Starting at the line that contains "Question. The picture above shows the horse." and continuing to the end of the records, output each line as a row of a Markdown table. Use a column n for the row number and a column Line for the line itself, and omit blank lines.

● MATERIAL SUPPLIED
==*==

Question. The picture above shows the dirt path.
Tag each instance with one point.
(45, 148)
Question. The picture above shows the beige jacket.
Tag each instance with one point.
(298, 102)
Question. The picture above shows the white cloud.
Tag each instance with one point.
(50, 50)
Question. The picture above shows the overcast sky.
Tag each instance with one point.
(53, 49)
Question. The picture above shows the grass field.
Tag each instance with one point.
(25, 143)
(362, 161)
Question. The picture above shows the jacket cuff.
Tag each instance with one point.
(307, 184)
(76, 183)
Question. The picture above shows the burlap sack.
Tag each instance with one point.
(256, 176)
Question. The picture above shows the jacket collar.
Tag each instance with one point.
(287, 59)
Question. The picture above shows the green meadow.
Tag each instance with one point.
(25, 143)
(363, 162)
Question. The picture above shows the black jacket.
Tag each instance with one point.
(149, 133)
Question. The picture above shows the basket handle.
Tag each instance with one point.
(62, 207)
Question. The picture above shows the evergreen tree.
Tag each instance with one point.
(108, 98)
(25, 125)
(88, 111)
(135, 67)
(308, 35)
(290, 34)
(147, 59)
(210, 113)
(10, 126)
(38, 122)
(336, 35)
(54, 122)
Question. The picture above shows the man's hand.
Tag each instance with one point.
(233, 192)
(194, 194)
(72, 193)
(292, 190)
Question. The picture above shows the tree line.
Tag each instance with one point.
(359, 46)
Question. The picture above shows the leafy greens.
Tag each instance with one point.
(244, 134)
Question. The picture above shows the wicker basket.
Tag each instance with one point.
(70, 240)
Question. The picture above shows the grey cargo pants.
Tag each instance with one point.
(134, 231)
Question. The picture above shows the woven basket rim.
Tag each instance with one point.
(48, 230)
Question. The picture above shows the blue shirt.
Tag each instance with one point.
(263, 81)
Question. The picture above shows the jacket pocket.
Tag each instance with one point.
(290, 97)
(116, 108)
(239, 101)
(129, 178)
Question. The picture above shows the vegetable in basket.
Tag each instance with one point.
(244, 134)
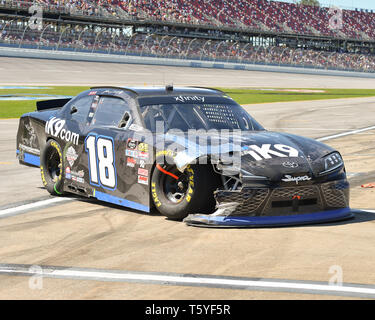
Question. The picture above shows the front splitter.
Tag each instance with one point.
(200, 220)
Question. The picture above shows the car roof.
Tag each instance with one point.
(167, 90)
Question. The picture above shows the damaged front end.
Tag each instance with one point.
(246, 200)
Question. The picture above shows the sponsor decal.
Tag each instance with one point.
(135, 127)
(132, 144)
(143, 155)
(71, 155)
(29, 149)
(268, 151)
(143, 172)
(130, 162)
(55, 127)
(290, 164)
(189, 98)
(78, 179)
(79, 173)
(68, 173)
(289, 178)
(131, 153)
(143, 147)
(154, 195)
(143, 180)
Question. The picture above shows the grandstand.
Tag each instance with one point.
(242, 31)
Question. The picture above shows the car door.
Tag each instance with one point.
(106, 145)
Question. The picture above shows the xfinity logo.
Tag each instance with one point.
(289, 178)
(267, 151)
(55, 127)
(189, 98)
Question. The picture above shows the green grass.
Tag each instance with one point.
(14, 109)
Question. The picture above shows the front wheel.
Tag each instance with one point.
(51, 168)
(177, 194)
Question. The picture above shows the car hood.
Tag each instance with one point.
(266, 154)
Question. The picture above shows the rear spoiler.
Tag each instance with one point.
(51, 104)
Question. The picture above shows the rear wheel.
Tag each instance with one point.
(51, 168)
(177, 194)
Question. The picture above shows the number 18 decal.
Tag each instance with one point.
(101, 156)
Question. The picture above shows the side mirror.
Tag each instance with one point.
(73, 109)
(125, 120)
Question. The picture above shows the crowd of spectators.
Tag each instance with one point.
(264, 15)
(116, 42)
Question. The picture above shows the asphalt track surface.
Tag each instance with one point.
(91, 250)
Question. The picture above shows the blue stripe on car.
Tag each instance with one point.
(120, 201)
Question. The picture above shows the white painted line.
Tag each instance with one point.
(192, 280)
(33, 205)
(339, 135)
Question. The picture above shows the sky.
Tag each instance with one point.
(361, 4)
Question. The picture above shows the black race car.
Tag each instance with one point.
(193, 153)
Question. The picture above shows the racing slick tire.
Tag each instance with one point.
(51, 168)
(176, 194)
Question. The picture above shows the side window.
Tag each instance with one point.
(80, 108)
(111, 111)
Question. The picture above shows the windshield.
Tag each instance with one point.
(199, 116)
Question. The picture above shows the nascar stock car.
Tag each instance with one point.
(133, 147)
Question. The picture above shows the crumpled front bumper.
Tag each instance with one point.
(199, 220)
(280, 206)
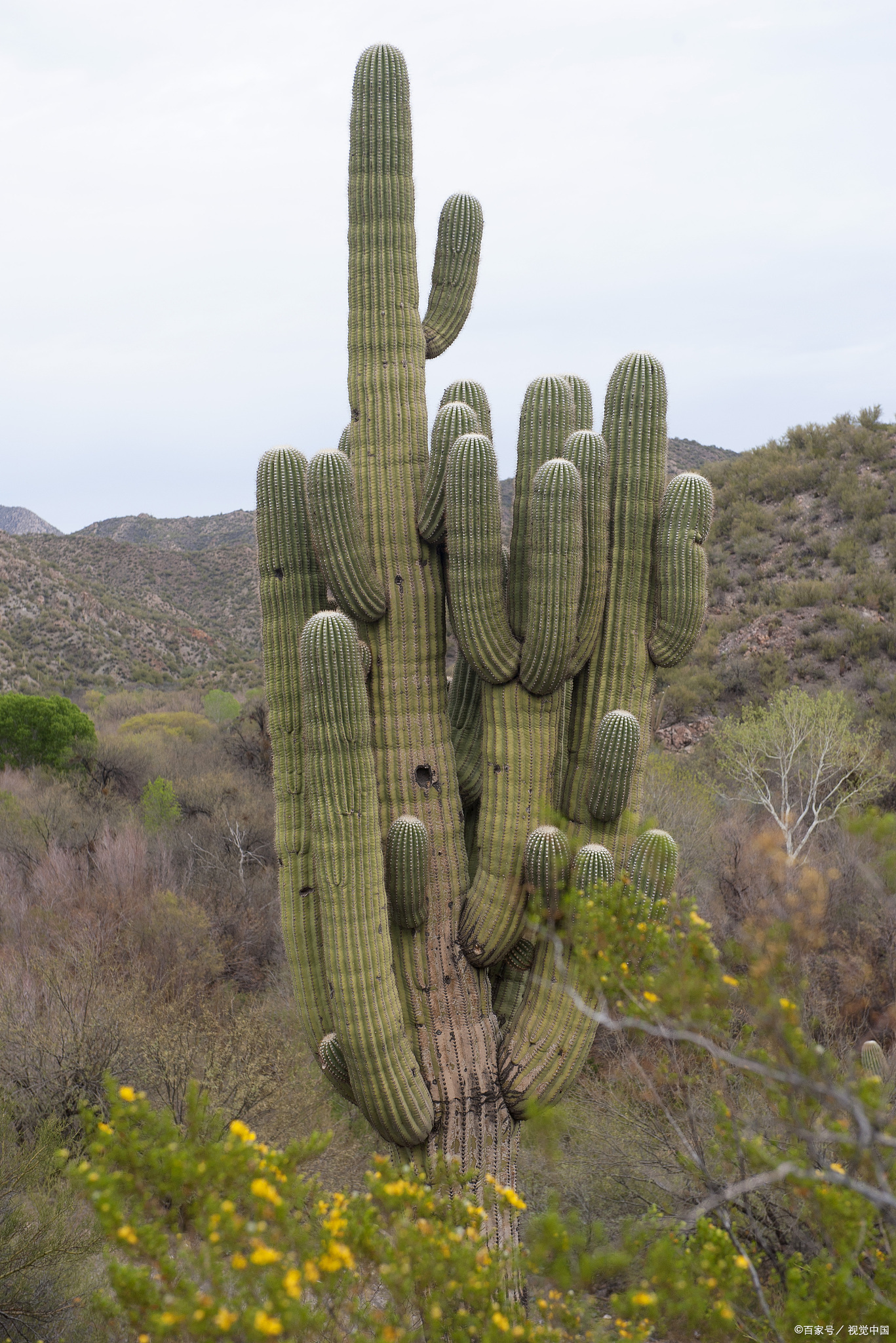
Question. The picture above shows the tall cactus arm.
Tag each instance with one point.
(339, 542)
(619, 675)
(546, 421)
(292, 590)
(555, 575)
(582, 406)
(682, 569)
(465, 390)
(589, 454)
(465, 716)
(475, 566)
(348, 865)
(454, 270)
(453, 420)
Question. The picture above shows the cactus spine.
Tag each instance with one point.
(387, 938)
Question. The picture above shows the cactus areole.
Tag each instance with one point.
(402, 820)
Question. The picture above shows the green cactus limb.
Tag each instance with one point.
(520, 743)
(653, 866)
(547, 868)
(473, 395)
(348, 866)
(465, 716)
(555, 576)
(408, 857)
(589, 454)
(512, 980)
(593, 870)
(621, 675)
(453, 421)
(615, 758)
(339, 542)
(547, 1039)
(454, 270)
(335, 1068)
(682, 569)
(475, 566)
(445, 1001)
(546, 421)
(292, 590)
(582, 405)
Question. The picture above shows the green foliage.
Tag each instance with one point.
(214, 1237)
(41, 731)
(221, 707)
(159, 805)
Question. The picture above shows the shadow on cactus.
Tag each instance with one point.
(412, 821)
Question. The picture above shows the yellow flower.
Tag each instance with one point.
(292, 1283)
(265, 1254)
(266, 1323)
(261, 1189)
(336, 1257)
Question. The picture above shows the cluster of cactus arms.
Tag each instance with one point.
(414, 825)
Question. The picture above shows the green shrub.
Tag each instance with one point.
(41, 731)
(159, 805)
(221, 707)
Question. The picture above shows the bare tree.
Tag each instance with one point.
(802, 761)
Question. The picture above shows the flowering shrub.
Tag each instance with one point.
(229, 1240)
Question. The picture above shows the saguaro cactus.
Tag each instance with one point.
(395, 935)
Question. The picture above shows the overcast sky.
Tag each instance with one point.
(710, 180)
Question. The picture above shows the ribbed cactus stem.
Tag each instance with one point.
(348, 865)
(555, 575)
(682, 569)
(408, 858)
(465, 716)
(546, 422)
(475, 569)
(453, 421)
(589, 454)
(593, 868)
(473, 394)
(582, 406)
(292, 589)
(339, 542)
(334, 1067)
(615, 757)
(653, 868)
(454, 270)
(547, 866)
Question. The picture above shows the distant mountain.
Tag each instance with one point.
(686, 454)
(22, 521)
(178, 534)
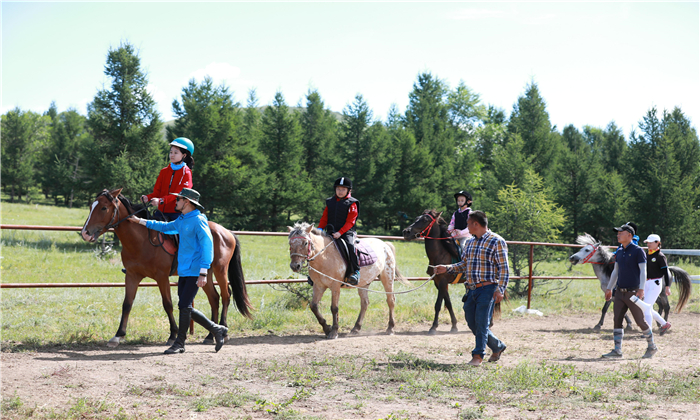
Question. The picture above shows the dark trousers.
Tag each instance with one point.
(186, 291)
(349, 238)
(478, 310)
(621, 304)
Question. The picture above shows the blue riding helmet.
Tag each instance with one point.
(183, 143)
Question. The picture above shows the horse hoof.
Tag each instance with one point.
(114, 342)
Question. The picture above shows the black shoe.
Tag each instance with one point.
(175, 349)
(219, 331)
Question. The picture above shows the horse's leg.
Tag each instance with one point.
(438, 306)
(213, 297)
(131, 284)
(364, 302)
(388, 282)
(319, 289)
(335, 298)
(448, 305)
(599, 325)
(164, 287)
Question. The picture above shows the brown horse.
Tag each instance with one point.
(142, 258)
(440, 250)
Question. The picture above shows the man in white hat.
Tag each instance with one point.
(657, 277)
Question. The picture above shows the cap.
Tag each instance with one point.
(653, 238)
(626, 227)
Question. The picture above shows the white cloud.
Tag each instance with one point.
(219, 72)
(477, 14)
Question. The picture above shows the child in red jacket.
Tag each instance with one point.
(340, 216)
(172, 179)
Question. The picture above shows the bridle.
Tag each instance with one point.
(591, 254)
(423, 234)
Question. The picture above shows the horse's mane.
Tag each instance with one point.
(300, 228)
(586, 239)
(138, 209)
(435, 214)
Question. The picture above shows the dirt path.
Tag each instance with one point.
(143, 382)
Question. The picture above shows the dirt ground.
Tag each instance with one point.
(57, 378)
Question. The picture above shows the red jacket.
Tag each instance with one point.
(349, 222)
(170, 181)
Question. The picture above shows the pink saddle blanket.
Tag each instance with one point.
(365, 253)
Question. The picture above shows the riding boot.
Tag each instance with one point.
(219, 331)
(184, 324)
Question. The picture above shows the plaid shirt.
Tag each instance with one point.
(484, 259)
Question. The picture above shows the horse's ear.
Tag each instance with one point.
(115, 193)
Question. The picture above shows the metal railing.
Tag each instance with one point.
(530, 277)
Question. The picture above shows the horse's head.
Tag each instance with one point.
(103, 213)
(422, 225)
(300, 245)
(589, 252)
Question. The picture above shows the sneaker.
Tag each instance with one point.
(651, 351)
(612, 354)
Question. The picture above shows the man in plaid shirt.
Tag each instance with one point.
(485, 264)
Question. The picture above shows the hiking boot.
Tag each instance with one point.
(476, 360)
(612, 354)
(497, 355)
(651, 351)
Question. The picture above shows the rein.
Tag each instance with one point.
(589, 256)
(423, 233)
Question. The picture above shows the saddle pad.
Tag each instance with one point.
(365, 254)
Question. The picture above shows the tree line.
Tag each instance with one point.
(262, 167)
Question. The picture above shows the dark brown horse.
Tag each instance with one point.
(142, 258)
(440, 250)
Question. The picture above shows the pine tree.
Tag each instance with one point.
(289, 190)
(129, 149)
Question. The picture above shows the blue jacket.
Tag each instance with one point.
(196, 249)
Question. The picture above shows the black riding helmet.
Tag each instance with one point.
(466, 195)
(343, 182)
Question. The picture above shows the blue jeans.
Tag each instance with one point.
(186, 291)
(478, 310)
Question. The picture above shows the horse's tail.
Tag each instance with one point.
(684, 284)
(397, 274)
(236, 282)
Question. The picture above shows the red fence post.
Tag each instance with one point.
(529, 280)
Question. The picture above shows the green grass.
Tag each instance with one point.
(60, 316)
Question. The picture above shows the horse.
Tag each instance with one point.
(143, 256)
(603, 263)
(308, 246)
(440, 250)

==*==

● TASK ANSWER
| n | Line |
|---|---|
| 1 | Question. The picture above shows the horse. |
| 2 | Tag each instance with one point. |
| 3 | (143, 256) |
| 4 | (603, 263) |
| 5 | (308, 246) |
| 6 | (440, 250) |